▸ DATASET EXCERPTS:
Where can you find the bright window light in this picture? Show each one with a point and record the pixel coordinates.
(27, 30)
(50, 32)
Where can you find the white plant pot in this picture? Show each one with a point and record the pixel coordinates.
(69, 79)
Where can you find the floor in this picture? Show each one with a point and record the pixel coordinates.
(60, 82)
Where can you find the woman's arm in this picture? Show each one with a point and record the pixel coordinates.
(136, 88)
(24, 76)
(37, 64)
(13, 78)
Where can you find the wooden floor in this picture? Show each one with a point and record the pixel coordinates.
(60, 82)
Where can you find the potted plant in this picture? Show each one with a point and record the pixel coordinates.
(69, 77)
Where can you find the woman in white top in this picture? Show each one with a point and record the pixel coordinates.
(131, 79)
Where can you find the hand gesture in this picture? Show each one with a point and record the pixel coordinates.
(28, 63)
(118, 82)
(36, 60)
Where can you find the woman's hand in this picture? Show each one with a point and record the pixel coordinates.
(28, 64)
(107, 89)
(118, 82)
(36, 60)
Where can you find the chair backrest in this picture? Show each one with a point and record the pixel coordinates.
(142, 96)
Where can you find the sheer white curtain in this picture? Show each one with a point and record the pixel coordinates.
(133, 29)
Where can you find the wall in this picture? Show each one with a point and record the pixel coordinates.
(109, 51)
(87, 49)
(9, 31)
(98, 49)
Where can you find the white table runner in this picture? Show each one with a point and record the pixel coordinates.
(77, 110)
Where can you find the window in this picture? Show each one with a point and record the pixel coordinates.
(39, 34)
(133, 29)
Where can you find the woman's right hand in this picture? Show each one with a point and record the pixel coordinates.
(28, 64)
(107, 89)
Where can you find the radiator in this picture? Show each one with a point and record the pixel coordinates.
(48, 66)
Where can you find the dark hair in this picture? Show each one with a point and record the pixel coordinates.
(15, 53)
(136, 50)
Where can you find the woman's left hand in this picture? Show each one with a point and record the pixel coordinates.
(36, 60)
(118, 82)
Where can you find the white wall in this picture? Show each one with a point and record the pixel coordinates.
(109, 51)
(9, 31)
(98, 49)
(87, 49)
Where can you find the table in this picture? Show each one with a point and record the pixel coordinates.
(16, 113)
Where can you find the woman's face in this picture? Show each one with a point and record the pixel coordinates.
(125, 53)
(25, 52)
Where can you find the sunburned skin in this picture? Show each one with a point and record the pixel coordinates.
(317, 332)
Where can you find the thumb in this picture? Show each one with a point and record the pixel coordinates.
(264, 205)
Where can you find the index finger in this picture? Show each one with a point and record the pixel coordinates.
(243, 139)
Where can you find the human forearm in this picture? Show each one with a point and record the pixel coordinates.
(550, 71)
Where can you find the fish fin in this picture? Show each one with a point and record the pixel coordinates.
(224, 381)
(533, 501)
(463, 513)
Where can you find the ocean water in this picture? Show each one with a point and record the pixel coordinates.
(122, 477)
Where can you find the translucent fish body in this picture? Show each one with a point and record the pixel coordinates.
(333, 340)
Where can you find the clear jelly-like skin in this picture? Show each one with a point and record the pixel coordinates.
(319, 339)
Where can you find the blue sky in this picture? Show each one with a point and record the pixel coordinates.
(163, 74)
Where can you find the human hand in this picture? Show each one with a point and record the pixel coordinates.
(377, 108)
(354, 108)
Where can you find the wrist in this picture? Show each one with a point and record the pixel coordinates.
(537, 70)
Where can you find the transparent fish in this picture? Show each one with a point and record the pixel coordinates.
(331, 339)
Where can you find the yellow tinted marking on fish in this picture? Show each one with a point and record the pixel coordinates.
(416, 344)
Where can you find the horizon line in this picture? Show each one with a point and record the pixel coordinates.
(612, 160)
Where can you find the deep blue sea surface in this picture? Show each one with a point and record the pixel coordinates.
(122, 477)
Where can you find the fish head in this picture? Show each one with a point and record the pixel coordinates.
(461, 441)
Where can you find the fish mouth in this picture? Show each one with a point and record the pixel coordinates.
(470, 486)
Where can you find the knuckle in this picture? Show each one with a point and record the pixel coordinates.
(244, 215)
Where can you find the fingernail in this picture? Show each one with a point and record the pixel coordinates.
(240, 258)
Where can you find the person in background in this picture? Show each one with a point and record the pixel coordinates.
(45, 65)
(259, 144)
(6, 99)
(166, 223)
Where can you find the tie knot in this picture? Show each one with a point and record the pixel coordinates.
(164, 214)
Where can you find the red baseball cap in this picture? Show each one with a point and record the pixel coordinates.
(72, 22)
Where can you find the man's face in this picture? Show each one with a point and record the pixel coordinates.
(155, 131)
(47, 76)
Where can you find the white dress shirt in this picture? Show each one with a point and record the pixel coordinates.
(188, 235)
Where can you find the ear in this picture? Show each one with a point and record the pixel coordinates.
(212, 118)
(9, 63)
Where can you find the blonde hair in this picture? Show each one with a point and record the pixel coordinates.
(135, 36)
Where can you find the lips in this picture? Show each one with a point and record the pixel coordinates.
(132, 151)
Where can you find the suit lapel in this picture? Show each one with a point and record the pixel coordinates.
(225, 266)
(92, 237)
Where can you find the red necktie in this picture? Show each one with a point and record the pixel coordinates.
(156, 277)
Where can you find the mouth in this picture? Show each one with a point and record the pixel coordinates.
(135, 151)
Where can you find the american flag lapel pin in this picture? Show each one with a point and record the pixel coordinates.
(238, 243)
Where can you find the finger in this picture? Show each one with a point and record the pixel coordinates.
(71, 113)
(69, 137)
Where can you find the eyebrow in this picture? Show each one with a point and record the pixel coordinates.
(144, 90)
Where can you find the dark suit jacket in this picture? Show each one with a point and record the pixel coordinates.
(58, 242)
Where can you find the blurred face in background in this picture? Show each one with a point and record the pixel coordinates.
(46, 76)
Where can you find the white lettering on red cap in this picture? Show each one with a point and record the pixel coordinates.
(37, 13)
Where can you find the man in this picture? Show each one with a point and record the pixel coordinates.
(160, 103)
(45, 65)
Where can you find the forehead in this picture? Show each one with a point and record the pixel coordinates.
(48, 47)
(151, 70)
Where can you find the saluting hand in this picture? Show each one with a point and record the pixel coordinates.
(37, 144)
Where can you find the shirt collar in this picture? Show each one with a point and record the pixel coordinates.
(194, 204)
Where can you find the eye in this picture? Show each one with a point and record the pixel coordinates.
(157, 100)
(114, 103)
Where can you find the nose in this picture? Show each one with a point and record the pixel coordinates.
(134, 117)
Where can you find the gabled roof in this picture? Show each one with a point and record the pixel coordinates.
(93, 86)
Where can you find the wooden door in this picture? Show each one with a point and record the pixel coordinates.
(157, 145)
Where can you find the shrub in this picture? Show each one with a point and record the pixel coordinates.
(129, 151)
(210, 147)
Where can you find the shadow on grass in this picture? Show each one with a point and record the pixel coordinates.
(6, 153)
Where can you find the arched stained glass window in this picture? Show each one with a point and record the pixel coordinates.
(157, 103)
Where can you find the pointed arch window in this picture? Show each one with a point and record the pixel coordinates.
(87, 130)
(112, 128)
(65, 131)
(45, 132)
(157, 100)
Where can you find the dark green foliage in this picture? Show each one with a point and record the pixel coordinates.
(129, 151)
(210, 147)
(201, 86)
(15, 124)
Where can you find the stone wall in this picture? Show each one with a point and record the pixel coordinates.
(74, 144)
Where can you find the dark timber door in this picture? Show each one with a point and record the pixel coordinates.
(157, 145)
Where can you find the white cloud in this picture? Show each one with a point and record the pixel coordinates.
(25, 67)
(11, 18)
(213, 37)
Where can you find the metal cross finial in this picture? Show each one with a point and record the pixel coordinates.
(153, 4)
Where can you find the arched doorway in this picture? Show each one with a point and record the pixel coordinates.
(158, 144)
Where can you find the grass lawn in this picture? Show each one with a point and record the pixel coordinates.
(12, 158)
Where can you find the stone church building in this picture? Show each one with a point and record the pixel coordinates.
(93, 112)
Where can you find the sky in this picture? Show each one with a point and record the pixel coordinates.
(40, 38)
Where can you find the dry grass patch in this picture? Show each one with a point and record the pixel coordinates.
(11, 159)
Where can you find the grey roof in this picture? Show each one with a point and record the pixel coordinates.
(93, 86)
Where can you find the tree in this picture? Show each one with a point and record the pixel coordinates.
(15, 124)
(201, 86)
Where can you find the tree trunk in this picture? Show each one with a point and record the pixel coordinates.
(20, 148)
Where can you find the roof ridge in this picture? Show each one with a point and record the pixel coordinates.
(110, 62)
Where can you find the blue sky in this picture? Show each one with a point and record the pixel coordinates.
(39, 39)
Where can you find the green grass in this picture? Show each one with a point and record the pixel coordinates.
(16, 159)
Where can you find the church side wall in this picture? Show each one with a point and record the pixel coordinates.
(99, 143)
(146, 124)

▸ YOUR OBJECTIVE: Beginning with the line that contains "Where can you find the sky", repeat every line through the end of the records and nothing more.

▸ ANSWER FOR THE TASK:
Where can you find the sky in this picture? Show each one with a point and record the pixel coordinates.
(40, 38)
Where can you find the dry grass patch in this picture? Show each one with a point and record the pixel coordinates.
(11, 159)
Where can you find the grey roof in this picture? Show each one with a point and record the pixel coordinates.
(93, 86)
Where can you find the tree in this picture? Show each one with a point and record the pixel coordinates.
(15, 124)
(201, 86)
Where can you find the tree trunk in this picture? Show each one with a point and record the pixel coordinates.
(20, 148)
Where can you find the roof ridge in this picture? Show each one with a point and record the pixel coordinates.
(110, 62)
Where can you find the blue sky in this picture? Show each one with a point and record the pixel coordinates.
(39, 39)
Where can you find the green grass in this picture? Show each one with a point and record the pixel coordinates.
(16, 159)
Where can you find the church side wall in this picture? Show each one with a point and record the pixel coordinates.
(99, 143)
(146, 124)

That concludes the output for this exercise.